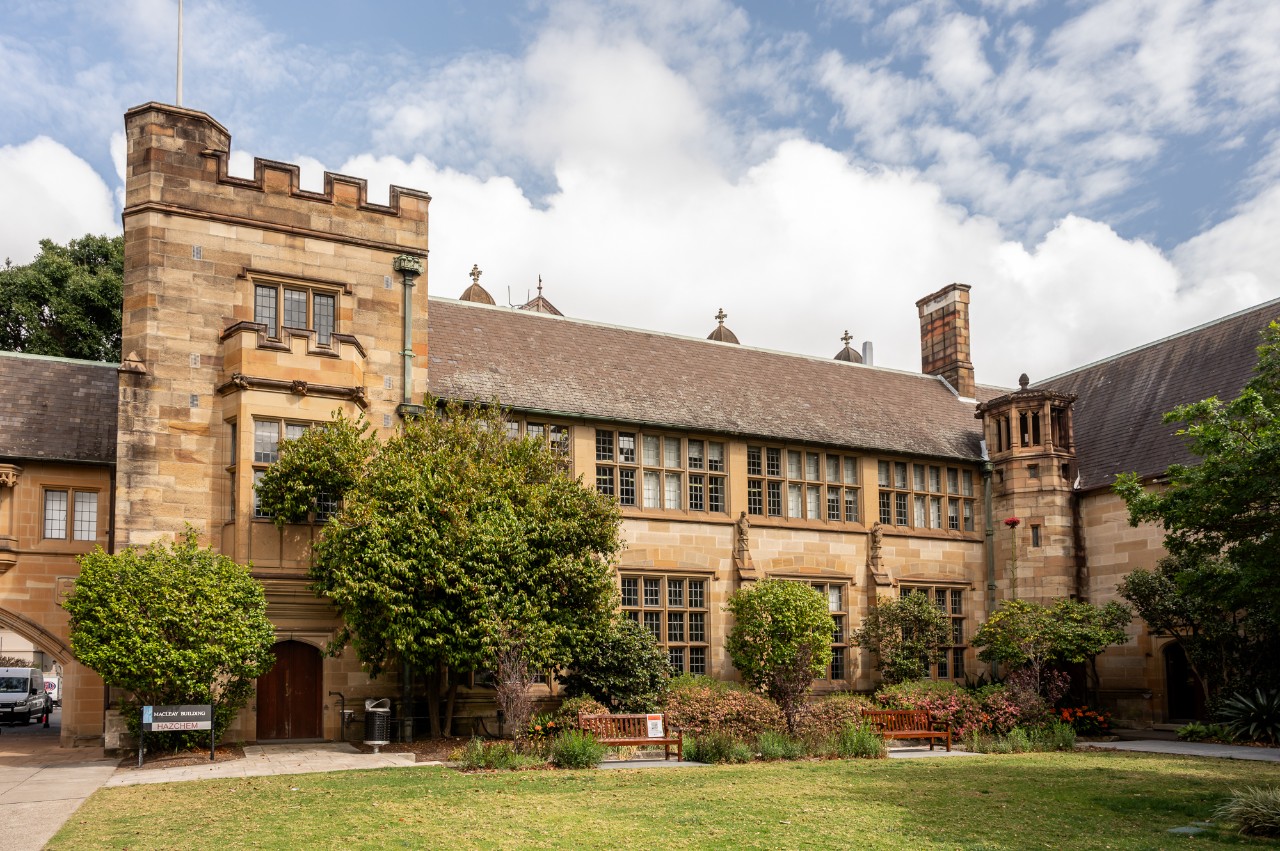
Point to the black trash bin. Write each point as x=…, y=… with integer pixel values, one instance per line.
x=378, y=722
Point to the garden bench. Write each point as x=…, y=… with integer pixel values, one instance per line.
x=908, y=723
x=632, y=731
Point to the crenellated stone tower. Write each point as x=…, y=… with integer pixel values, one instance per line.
x=1032, y=452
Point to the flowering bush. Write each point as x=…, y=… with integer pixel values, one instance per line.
x=1086, y=722
x=828, y=715
x=945, y=700
x=699, y=705
x=566, y=717
x=542, y=726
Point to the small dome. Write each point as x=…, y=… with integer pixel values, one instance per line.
x=720, y=333
x=848, y=355
x=475, y=292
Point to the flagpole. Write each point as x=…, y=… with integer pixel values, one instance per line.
x=179, y=53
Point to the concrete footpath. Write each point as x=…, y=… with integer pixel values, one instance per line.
x=41, y=785
x=1189, y=749
x=263, y=760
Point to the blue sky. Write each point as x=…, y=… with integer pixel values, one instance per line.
x=1101, y=173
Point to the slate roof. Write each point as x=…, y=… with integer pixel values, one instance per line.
x=55, y=408
x=1123, y=398
x=556, y=365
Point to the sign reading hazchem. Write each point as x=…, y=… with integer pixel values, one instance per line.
x=160, y=719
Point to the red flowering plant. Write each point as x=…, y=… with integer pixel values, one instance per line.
x=1087, y=722
x=542, y=727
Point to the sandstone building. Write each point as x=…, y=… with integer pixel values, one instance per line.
x=254, y=309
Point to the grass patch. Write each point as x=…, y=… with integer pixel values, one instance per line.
x=1070, y=800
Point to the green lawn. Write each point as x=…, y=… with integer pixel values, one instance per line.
x=1037, y=800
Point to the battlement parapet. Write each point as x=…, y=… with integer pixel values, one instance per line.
x=178, y=161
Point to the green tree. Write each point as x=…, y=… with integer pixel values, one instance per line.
x=1202, y=603
x=1220, y=594
x=67, y=301
x=908, y=636
x=781, y=640
x=456, y=549
x=1229, y=503
x=172, y=623
x=1025, y=635
x=626, y=669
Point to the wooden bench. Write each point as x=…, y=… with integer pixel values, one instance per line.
x=908, y=723
x=632, y=731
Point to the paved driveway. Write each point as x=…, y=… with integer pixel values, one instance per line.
x=41, y=783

Task brief:
Print exactly and only the lines that start at the line with "Point to the green lawn." and run through the end of the listing above.

Exercise response:
Point to the green lawn. Write each point as x=…, y=… with integer pixel values, one instance per line.
x=1037, y=800
Point to the battlement parapet. Write each point as x=…, y=… with integer pixel values, one instance per line.
x=178, y=161
Point to the green tree. Write each point as x=…, y=… with integer pixel values, one instance per line.
x=1202, y=603
x=1220, y=594
x=67, y=301
x=908, y=636
x=781, y=640
x=456, y=549
x=1229, y=503
x=172, y=623
x=1025, y=635
x=626, y=669
Point to the wooden bench. Write each point as x=…, y=… with integer pixel values, one instance per line.
x=908, y=723
x=632, y=731
Point to the paved driveway. Write each point as x=…, y=… with integer pixel values, one instance per line.
x=41, y=783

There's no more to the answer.